-- Excerpts from pointing data --
— BEGIN —

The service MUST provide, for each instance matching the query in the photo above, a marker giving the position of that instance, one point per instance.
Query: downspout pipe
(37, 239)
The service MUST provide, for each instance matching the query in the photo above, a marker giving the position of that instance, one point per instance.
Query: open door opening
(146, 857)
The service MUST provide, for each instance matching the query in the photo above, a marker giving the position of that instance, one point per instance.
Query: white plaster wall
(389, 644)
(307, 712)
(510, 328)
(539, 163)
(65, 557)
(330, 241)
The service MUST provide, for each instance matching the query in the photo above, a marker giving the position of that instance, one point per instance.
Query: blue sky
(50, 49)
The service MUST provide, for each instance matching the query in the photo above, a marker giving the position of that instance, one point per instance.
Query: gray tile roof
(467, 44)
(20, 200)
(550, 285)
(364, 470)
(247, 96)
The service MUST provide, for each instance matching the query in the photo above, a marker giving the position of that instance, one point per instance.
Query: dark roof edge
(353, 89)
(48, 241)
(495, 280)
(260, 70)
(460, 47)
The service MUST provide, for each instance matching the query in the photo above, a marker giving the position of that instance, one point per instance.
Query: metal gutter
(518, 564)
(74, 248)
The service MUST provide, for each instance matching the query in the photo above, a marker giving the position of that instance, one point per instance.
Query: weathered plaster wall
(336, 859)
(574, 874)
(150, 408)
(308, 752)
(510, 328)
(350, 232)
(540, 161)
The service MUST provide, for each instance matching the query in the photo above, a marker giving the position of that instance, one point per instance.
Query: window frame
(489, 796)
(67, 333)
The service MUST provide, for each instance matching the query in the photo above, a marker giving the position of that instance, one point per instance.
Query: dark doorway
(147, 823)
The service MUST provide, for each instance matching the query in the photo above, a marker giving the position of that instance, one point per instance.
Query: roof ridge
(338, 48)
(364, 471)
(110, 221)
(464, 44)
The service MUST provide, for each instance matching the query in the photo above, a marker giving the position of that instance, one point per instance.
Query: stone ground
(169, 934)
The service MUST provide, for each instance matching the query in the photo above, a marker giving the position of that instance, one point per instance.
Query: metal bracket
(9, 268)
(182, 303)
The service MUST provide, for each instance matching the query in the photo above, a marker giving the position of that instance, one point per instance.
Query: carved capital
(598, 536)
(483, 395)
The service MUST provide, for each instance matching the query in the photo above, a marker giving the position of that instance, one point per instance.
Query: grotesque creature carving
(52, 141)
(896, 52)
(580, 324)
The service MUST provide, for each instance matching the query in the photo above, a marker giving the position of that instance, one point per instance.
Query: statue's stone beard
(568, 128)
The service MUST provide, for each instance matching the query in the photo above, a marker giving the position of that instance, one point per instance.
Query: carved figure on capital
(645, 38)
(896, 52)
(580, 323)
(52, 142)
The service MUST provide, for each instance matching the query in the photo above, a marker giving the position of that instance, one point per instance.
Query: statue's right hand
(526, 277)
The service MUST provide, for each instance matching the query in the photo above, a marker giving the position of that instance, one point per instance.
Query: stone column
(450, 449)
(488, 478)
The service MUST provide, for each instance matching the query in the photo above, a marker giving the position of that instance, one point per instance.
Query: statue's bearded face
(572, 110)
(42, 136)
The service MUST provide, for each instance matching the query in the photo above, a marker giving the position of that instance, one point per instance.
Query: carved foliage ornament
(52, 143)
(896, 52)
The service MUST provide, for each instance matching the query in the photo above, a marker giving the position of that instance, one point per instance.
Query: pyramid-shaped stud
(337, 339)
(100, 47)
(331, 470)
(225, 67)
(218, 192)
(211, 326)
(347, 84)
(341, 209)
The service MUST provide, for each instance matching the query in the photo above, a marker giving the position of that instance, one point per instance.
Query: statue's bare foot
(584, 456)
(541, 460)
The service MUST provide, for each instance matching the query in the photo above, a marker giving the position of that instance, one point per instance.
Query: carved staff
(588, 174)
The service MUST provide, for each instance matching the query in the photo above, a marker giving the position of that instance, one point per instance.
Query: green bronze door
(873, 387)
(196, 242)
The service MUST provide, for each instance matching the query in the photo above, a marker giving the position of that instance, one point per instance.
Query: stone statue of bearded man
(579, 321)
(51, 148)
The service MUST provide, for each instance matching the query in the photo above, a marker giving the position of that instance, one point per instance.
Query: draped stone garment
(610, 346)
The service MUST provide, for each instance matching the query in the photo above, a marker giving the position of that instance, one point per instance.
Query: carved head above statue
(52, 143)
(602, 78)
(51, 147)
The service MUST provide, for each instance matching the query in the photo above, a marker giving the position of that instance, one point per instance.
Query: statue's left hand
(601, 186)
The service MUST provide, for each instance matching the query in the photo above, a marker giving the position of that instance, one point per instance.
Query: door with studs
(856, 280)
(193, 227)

— END —

-- PROMPT --
Count the lines above that contain the word "dark", and reply with the number alone.

-- SOLUTION TO THIS EXERCISE --
2